Stored records:
——————————
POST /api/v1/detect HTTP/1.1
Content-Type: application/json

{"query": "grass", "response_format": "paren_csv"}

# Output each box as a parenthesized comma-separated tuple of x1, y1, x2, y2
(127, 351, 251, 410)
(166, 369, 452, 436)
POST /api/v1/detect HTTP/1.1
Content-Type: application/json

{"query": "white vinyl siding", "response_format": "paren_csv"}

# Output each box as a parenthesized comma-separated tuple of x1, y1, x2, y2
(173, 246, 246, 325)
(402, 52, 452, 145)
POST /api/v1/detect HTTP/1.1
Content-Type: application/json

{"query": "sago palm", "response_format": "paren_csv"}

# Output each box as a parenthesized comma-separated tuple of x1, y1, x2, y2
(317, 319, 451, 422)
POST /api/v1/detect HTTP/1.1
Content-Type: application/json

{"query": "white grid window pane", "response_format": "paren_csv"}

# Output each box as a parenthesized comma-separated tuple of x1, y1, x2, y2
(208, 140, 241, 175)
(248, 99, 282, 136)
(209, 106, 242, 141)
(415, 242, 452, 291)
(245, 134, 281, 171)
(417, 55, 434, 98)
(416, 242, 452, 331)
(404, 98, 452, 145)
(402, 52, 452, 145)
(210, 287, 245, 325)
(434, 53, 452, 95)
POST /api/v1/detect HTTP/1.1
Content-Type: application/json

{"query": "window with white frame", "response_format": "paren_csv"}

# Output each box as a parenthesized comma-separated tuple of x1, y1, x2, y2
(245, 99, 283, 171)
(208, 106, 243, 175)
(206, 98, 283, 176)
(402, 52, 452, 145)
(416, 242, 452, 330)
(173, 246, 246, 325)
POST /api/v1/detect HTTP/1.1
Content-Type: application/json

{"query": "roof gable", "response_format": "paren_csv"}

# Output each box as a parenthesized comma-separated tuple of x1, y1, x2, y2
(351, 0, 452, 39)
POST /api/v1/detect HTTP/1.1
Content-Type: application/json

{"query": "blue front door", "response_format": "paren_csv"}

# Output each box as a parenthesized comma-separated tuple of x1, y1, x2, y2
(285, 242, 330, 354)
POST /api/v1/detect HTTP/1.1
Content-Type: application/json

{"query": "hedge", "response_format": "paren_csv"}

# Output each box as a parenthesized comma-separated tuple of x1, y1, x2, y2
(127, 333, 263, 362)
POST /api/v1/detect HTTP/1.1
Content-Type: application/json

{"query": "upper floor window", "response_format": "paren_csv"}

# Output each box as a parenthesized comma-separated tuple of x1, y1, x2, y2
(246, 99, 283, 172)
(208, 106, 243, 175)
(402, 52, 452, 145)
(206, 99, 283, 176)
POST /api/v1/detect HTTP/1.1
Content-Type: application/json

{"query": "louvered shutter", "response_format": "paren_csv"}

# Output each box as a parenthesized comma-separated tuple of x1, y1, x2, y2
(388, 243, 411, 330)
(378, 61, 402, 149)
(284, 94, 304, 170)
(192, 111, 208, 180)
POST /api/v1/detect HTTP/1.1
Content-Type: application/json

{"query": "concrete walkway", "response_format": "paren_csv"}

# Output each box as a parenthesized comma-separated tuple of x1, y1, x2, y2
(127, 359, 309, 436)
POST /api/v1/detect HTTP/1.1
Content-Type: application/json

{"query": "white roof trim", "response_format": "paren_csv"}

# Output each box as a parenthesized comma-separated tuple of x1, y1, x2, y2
——————————
What is being asked:
When transcribing the data, keep every line exactly as it is.

Reply:
POST /api/v1/detect HTTP/1.1
Content-Type: application/json

{"query": "grass", "response_format": "paren_csv"}

# Output each box as a parenthesized comma-separated tuple of x1, y1, x2, y2
(127, 351, 251, 410)
(166, 369, 452, 436)
POST /api/v1/detect HTTP/1.1
Content-Type: application/json

{"query": "white vinyl siding", "response_format": "paren_csv"}

# Output each box as a parenthesized comma-separated tuple of x1, y1, x2, y2
(173, 246, 246, 325)
(402, 52, 452, 145)
POST /api/v1/detect HTTP/1.1
Content-Type: application/json

{"query": "sago palm", "response_format": "paren_csv"}

# Output each box as a parenthesized comma-separated tuple of x1, y1, x2, y2
(317, 319, 451, 422)
POST /api/v1/detect HTTP/1.1
Content-Type: application/json

{"query": "white grid window pane", "response_format": "paren_csv"}

# Output each box as a parenthesized comma-separated tuple of x1, y1, x2, y2
(208, 140, 241, 175)
(248, 99, 282, 136)
(209, 106, 242, 141)
(415, 242, 452, 291)
(245, 134, 281, 171)
(417, 55, 434, 98)
(416, 242, 452, 331)
(404, 98, 452, 145)
(402, 52, 452, 145)
(210, 287, 245, 325)
(434, 53, 452, 95)
POST /api/v1/detect HTTP/1.1
Content-Type: application/json

{"query": "window with white frame", "response_format": "paren_csv"}

# Output each box as a parenthesized comma-separated tuple of x1, y1, x2, y2
(245, 99, 283, 171)
(208, 106, 243, 175)
(206, 98, 283, 176)
(402, 52, 452, 145)
(416, 242, 452, 330)
(173, 246, 246, 325)
POST /api/v1/detect HTTP/1.1
Content-Type: application/json

{"query": "roof gable", "response_format": "paren_csv"}

# Output each box as a parenthesized comma-separated tuple of x1, y1, x2, y2
(351, 0, 452, 39)
POST /api/v1/detect HTTP/1.1
Content-Type: application/json

{"query": "blue front door", "response_format": "paren_csv"}

# Output each box as a parenthesized comma-separated tuple of x1, y1, x2, y2
(285, 242, 330, 354)
POST /api/v1/detect HTTP/1.1
Content-Type: application/json

{"query": "hedge", "response_format": "paren_csv"}

# Output each box as a parenthesized comma-separated tuple of x1, y1, x2, y2
(127, 333, 263, 362)
POST /api/v1/detect HTTP/1.1
Content-Type: application/json

{"query": "upper floor window", "response_format": "paren_csv"}

# Output each box as a parenthesized comma-separated tuple of x1, y1, x2, y2
(246, 99, 283, 172)
(208, 106, 243, 175)
(402, 52, 452, 145)
(206, 99, 283, 176)
POST /api/v1/detect HTTP/1.1
Content-Type: application/json

{"query": "louvered shutter", "response_format": "paren_csv"}

# Output each box as a parenthesized comma-separated tuple of x1, y1, x2, y2
(388, 243, 411, 330)
(378, 61, 402, 149)
(284, 94, 304, 170)
(192, 111, 208, 180)
POST /api/v1/detect HTTP/1.1
Content-Type: application/json

{"query": "concrete walkway", "response_format": "paren_csv"}

# Output each box as a parenthesized comma-separated tuple of x1, y1, x2, y2
(127, 359, 309, 436)
POST /api/v1/detect HTTP/1.1
Content-Type: application/json

{"query": "white roof trim", "response_format": "paren_csv"}

# Output each box as a parenthesized comma-separated tuple of x1, y1, x2, y2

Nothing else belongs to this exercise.